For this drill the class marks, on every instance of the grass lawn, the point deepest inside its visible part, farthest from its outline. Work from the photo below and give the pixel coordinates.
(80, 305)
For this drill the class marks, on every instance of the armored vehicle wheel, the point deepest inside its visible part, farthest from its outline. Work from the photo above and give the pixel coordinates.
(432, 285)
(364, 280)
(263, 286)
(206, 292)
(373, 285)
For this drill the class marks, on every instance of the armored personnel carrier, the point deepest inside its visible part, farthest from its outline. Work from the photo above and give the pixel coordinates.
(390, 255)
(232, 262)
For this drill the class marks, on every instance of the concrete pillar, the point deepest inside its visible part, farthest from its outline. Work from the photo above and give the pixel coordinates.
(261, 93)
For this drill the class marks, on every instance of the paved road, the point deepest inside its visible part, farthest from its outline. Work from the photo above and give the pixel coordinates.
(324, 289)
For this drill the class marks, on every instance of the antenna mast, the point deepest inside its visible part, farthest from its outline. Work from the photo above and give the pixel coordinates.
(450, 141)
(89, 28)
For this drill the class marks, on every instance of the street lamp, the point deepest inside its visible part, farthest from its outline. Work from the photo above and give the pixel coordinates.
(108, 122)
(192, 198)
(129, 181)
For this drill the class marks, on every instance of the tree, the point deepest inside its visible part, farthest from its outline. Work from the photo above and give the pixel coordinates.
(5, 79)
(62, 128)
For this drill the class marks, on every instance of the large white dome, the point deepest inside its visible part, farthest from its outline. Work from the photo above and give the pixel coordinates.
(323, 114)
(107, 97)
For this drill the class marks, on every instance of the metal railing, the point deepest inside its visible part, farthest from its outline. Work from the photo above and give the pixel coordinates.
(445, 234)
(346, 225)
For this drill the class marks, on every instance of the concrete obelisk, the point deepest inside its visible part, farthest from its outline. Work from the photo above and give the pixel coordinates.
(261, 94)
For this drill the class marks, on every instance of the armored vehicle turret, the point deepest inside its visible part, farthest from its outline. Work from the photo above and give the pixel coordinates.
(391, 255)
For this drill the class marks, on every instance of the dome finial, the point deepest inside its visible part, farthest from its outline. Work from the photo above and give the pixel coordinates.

* * * * * * * * *

TO DO: With no additions or omissions, transcribe every record.

YOUR RESPONSE:
For this drill the class marks, on every instance of the grass lawn, the point deepest inside its visible part, farthest from its outline. Work from the photo below and give the pixel coordinates.
(80, 305)
For this drill the class marks, on every instance of the armored vehicle wheel, the point deepest inside its visible part, farthest from its outline. Work from the photo above and give the pixel coordinates.
(432, 285)
(364, 280)
(263, 286)
(206, 292)
(373, 285)
For this drill the class marks, on every instance of the armored personnel carrier, the point deepest inside its visible part, farthest from its outline. Work from the photo above and give the pixel coordinates.
(390, 255)
(232, 262)
For this drill the class marks, on every instance of the concrete pillar, the point deepest inside its visible part, farthest from its outline. Work from the photo above and give the pixel coordinates.
(261, 93)
For this drill the class marks, on every instance of the paved road, the point deepest inside its visible part, farthest from its outline. Work from the photo above and give the pixel coordinates.
(324, 289)
For this drill the class marks, on every instance of the antenna mast, the point deepest inside its visible part, farthest from its outline. Work from the photo above and give the pixel coordinates.
(450, 141)
(89, 28)
For this drill the class marks, on every instance of the street lamp, the point deepest inside its visible part, farthest from its outline. Work from the photo above and give the pixel coordinates.
(108, 122)
(192, 198)
(129, 181)
For this drill the class marks, on every instance of the tree, the point deepest inside its visible part, farthest from its outline. Work from the photo above and give the pixel coordinates.
(5, 79)
(62, 128)
For this drill the class marks, on every instance of the large white dome, the point deepest inside its visible part, farthest from its outline. Work from the photo above and give the pixel coordinates.
(323, 114)
(107, 97)
For this drill the class marks, on every instance of the metal railing, the point deepest inside its visible part, farthest from its outline. Work from the photo above and give the pixel coordinates.
(445, 234)
(346, 225)
For this drill the class marks, on every instance of the concrete obelisk, the point deepest inside its visible part, farthest from its outline. Work from the photo above and give the pixel coordinates.
(261, 94)
For this drill the class marks, on every instance of the armored vehicle turret, the point deepest inside its visible part, farthest from its outline. Work from the photo above and give the pixel coordinates.
(391, 255)
For this drill the class marks, on every instance of the dome finial, the point deepest inside its visible part, farthest from its outline. Work from the photo above and give the pixel coordinates.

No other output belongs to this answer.